Well I am now on Day 4 of W/D from Oxycodone. I still can't sleep through the night and I am still cold all of the time. My husband doesn't get it and still turns off the heater. Although on a positive note now the need for the pill is gone. The crying has stopped and I can actually get out of bed and function. Like clean my house and take care of child. I will admit though that if I don't keep myself busy that my mind starts to wander to the pill. I was so happy taking them and I can remember being happy no matter what I was doing. Now it seems like if I am not doing what I want to do that I can't even be content with doing it. Anyway I am now battling with my own mental addiction and not the physical anymore. I remember feeling good and functional and that is the part that bothers me the most, thinking I cannot function by myself. Those pills had become my happiness receptors for so long my body doesn't know how to make happiness by itself and that bothers me. However I will admit that smoking a little bit of weed did stop all the withdrawal pain I had, made me laugh and I didn't even think of being on pills not once. I was able to eat a little more since my appetite had been erased. I still do have bad back problems so I take a soma or two a day to help me relax and since it is not my drug of choice I have no thoughts of abusing them. I am still waiting for the "normal feeling" to return to me too.

However twist and positive note to my sharing. I have been in plans for the past 6 months I have been involved in a surrogacy program. I had been on the Percocet for almost two years straight at about 8-10 pills a day.

I was so convinced that I needed them for back that I just kept taking them. The truth is that I did need them for back, I just didn't need as many as I was taking.

So my husband kept asking me..."How are you planning to do this surrogacy thing and take those pills everyday"?

Mmh I replied I guess I will just quit. Well the day came that I ran out of pain killers before the date I was supposed to get this refilled and I was forced to stop cold turkey. (another reason that I have second thoughts about staying clean...because the only way to stay clean is to want to do it FOR YOURSELF) I would still be doing them if I had timed my pills better.

However now that the contract is signed and the surrogacy is coming to a pass, I feel conflicted to get them refilled because I really am in a lot of pain and the Doctor said that while I am pregnant taking pain killers occasionally wont make any harm toward the child. So I guess my thoughts are....

Can I do it? Can I take them sparingly? Can I know that they are in the house and not abuse them? Should I take a chance.

If I do use them as directed this time...because of my past and past W/D episode will that happen again?

Well these are my thoughts and I post them because I know that reading these entries really do help me know that I am not alone and I hope that all my babbling will help someone relate to my situation.
---------------
=== The problem ===
Copy the part of the withdrawal post that begins at "However now that" and ends after "that happen again?", and swap "pain killers" for "pain medication". The lines that come after this are separate material and have no connection to the withdrawal post.
---------------
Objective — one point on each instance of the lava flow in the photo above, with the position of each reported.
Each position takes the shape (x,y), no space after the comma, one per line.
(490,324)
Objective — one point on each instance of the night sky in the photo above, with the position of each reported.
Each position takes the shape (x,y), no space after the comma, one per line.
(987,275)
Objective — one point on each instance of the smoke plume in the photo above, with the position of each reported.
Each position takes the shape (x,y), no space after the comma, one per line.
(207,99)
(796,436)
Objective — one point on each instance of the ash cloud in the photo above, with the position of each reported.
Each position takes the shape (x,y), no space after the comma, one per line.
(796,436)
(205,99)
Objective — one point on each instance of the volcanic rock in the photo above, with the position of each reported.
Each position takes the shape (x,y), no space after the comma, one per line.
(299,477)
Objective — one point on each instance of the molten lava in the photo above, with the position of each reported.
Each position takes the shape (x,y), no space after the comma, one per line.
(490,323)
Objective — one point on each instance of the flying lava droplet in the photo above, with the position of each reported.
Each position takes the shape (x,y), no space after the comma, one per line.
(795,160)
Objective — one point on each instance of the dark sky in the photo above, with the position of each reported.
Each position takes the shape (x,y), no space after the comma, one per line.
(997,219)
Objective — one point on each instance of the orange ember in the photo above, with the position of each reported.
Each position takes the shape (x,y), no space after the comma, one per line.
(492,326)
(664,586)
---------------
=== Task solution ===
However now that the contract is signed and the surrogacy is coming to a pass, I feel conflicted to get them refilled because I really am in a lot of pain and the Doctor said that while I am pregnant taking pain medication occasionally wont make any harm toward the child. So I guess my thoughts are....

Can I do it? Can I take them sparingly? Can I know that they are in the house and not abuse them? Should I take a chance.

If I do use them as directed this time...because of my past and past W/D episode will that happen again?